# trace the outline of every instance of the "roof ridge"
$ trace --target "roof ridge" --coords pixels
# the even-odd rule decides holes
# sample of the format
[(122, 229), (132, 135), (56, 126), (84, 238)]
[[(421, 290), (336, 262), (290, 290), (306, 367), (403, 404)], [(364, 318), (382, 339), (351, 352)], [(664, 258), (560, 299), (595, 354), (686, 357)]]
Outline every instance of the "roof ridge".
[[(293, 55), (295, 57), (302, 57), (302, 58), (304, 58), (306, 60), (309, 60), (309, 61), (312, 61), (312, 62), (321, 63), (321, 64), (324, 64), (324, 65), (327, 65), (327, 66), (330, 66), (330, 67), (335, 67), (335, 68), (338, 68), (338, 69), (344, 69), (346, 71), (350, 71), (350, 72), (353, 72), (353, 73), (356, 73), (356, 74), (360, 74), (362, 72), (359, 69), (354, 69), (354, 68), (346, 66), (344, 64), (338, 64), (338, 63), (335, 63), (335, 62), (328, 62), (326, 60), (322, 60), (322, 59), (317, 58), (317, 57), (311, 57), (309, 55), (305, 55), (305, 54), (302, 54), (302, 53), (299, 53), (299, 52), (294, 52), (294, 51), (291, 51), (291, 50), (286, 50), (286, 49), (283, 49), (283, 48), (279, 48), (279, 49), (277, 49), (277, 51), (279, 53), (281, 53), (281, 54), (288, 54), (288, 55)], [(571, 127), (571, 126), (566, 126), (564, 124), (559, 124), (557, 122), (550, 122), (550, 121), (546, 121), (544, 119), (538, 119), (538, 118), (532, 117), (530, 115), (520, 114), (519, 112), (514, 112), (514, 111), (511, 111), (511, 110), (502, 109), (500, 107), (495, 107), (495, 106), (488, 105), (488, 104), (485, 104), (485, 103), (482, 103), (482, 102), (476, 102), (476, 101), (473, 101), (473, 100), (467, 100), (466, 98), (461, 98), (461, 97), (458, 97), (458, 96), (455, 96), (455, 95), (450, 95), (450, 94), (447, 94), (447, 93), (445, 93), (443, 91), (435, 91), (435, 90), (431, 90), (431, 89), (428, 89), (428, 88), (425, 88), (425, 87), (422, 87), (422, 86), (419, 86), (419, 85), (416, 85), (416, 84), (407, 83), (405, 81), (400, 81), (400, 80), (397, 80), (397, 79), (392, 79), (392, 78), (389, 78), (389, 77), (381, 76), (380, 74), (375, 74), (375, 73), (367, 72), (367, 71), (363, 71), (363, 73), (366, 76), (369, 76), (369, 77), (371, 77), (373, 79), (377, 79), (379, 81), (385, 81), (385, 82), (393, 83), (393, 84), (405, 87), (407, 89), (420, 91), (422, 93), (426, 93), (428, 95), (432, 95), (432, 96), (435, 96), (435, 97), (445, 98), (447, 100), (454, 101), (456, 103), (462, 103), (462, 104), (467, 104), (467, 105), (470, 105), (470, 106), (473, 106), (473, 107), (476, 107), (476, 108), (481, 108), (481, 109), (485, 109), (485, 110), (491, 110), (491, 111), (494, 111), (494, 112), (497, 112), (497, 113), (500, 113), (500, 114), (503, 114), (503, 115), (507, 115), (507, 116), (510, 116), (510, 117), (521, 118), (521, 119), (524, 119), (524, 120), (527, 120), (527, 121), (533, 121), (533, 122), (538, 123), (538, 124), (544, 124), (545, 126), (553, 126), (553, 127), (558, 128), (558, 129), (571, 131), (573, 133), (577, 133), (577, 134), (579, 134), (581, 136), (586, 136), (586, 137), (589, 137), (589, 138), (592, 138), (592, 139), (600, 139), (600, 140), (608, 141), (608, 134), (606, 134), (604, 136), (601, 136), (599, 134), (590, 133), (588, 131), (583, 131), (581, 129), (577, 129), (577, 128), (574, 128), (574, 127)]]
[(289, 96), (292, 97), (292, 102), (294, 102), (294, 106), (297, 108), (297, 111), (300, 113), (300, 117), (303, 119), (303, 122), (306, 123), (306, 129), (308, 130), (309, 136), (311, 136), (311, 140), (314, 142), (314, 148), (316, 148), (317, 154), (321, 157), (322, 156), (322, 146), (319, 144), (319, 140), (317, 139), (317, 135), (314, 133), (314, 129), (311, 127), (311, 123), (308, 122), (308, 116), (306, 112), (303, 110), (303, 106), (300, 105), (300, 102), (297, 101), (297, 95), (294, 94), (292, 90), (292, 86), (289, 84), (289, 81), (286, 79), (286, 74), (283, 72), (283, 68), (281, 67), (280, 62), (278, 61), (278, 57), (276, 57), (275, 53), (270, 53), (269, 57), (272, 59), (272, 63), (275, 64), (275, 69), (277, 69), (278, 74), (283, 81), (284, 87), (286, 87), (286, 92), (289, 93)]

──────────────────────────────

● **TASK DESCRIPTION**: Set down exactly the lines from the start of the records to the line with "354), (686, 357)]]". Include that line, and add nothing more.

● **WRITTEN RESPONSE**:
# trace the outline of every instance of the "roof ridge"
$ trace --target "roof ridge" --coords pixels
# the even-odd rule decides holes
# sample of the format
[(122, 229), (132, 135), (56, 126), (84, 238)]
[[(421, 290), (336, 262), (290, 290), (306, 367), (403, 404)], [(364, 318), (382, 339), (351, 352)], [(664, 258), (560, 299), (595, 354), (686, 357)]]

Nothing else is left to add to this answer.